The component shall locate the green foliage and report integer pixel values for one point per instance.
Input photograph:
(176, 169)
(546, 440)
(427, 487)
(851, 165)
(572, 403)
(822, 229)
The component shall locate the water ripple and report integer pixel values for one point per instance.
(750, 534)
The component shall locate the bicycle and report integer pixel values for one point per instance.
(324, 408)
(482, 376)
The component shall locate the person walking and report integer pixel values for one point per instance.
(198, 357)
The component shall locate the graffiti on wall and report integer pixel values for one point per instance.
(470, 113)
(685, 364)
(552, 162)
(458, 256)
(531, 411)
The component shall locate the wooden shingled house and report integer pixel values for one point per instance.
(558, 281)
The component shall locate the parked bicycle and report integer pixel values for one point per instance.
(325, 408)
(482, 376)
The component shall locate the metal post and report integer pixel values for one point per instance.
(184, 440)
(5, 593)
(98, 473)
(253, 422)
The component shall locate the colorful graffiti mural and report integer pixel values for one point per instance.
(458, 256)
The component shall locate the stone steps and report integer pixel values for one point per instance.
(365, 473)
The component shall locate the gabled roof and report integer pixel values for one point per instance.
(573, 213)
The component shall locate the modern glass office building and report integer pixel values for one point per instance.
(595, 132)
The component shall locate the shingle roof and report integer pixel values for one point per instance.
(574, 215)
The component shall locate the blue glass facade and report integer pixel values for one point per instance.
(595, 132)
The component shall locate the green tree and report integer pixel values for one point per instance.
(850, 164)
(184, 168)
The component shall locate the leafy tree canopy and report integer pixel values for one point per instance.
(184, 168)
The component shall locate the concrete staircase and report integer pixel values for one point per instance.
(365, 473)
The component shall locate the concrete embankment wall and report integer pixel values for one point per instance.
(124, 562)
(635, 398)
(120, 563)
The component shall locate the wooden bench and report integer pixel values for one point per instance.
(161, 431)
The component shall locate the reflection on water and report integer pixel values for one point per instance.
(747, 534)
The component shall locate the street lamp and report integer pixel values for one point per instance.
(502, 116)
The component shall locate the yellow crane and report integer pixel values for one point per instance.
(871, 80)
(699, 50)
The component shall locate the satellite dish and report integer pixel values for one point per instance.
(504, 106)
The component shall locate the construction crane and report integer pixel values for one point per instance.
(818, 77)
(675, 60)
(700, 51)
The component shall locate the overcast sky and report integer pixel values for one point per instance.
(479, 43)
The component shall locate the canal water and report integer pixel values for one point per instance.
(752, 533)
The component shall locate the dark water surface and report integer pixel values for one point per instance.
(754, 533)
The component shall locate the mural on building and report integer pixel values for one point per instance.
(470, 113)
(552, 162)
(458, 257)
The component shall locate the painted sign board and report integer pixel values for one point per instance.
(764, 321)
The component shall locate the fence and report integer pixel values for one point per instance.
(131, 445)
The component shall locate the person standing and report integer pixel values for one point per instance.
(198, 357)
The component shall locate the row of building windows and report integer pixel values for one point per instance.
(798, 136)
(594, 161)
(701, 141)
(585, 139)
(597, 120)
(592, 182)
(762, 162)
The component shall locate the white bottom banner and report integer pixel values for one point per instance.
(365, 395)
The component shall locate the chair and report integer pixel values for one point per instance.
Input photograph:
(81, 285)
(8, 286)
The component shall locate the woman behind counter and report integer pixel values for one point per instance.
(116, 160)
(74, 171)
- - -
_WHAT NEEDS TO BE DONE_: Transcribe all entries exactly as they appear above.

_EXERCISE RESPONSE_:
The component shall locate the green foliage and report integer pixel values for one point per instance.
Input photograph:
(176, 169)
(546, 440)
(427, 487)
(851, 165)
(572, 403)
(822, 229)
The component shall locate the water ripple and report integer pixel values for one point per instance.
(750, 534)
The component shall locate the bicycle and report integer pixel values for one point per instance.
(324, 408)
(482, 376)
The component shall locate the person walking and report integer pixel values for one point per instance.
(198, 357)
The component shall locate the graffiti on wall and report integer pixel values for one point per instance.
(470, 113)
(685, 364)
(552, 162)
(458, 256)
(531, 411)
The component shall locate the wooden shingled house and report integer pixel values for one point per instance.
(558, 281)
The component shall locate the parked bicycle and report integer pixel values for one point per instance.
(325, 408)
(482, 376)
The component shall locate the metal post and report integer pixel values for one point per instance.
(184, 440)
(5, 593)
(98, 473)
(253, 422)
The component shall locate the colorful graffiti mural and report integer pixel values for one point per instance.
(458, 256)
The component shall locate the stone steps and report integer pixel values for one point per instance.
(365, 473)
The component shall locate the gabled roof and report integer pixel values for one point per instance.
(573, 213)
The component shall locate the modern glass office building and report integer pixel values for one point per instance.
(595, 132)
The component shall locate the shingle roof and report integer pixel values for one point per instance.
(574, 215)
The component shall locate the blue glass facade and report integer pixel values for one point per instance.
(595, 132)
The component shall locate the green tree and report integer pixel values for one point per instance.
(850, 164)
(184, 168)
The component shall locate the leafy tree canopy and report integer pixel values for one point per instance.
(184, 168)
The component shall locate the concrete staircase and report integer pixel values for one point per instance.
(365, 473)
The component shall locate the concrete embankment wall and report integer pixel values for one point per instance.
(124, 562)
(635, 398)
(120, 563)
The component shall locate the wooden bench and report integer pixel values for one point per instance.
(161, 431)
The component shall locate the reflection on water and report integer pixel values for one point per instance.
(747, 534)
The component shall locate the street lamp and report integer pixel values for one point per instance.
(502, 116)
The component shall locate the yellow crane and report integer pixel values for one point per instance.
(871, 80)
(699, 50)
The component shall locate the satellite dish and report integer pixel values for one point per instance.
(504, 106)
The component shall locate the construction crane and report integer pixel values for one point per instance.
(818, 77)
(675, 60)
(700, 51)
The component shall locate the overcast sky and report integer pixel values for one point per instance.
(479, 43)
The component shall locate the canal water and report integer pixel values for one point per instance.
(752, 533)
The component shall locate the dark water surface and report integer pixel values for one point per instance.
(754, 533)
The component shall locate the mural on building and report integer pixel values for one point per instance.
(470, 113)
(552, 162)
(458, 257)
The component shall locate the painted sign board and report integer pixel values for one point per instance.
(764, 321)
The component shall locate the fence and report integer pixel values for one point per instance.
(131, 445)
The component shall locate the person standing and report integer pixel values for one point per instance.
(198, 357)
The component shall locate the row of building windows and report integer pixel values for one point per instance.
(798, 136)
(594, 161)
(701, 141)
(585, 139)
(597, 120)
(592, 182)
(762, 162)
The component shall locate the white bottom banner and report integer pixel values for one point per instance.
(365, 395)
The component shall locate the chair and report integer pixel values for one point per instance.
Input photograph:
(81, 285)
(8, 286)
The component shall locate the woman behind counter and report integer pixel values for one point per instance.
(116, 160)
(74, 171)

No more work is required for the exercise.